* **Exercise**
Which lines of the data below hold "roof"? Copy each of them.

* **Extracted material**
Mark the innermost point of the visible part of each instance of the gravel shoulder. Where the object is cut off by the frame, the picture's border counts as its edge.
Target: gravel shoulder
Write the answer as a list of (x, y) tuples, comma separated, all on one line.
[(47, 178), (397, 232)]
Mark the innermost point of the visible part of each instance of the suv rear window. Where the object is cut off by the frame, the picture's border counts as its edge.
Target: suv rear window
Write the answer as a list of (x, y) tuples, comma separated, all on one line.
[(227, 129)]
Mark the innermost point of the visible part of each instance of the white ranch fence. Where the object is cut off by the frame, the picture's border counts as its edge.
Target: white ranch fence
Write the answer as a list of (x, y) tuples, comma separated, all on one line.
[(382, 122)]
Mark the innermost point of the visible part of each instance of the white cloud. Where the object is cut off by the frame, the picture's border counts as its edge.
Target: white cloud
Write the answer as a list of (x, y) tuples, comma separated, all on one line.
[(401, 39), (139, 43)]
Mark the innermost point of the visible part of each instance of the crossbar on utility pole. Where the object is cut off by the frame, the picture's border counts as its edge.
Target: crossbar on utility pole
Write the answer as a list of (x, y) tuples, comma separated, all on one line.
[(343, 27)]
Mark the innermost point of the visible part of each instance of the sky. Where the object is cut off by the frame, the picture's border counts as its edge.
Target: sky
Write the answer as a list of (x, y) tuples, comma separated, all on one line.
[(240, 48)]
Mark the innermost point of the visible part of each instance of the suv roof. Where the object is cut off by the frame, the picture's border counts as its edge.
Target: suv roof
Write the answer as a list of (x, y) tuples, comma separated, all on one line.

* **Final answer**
Mark the innermost point of the visible part of each instance of the suv roof. Where the object is cut off by the frame, the picture's border counts as its edge.
Target: suv roof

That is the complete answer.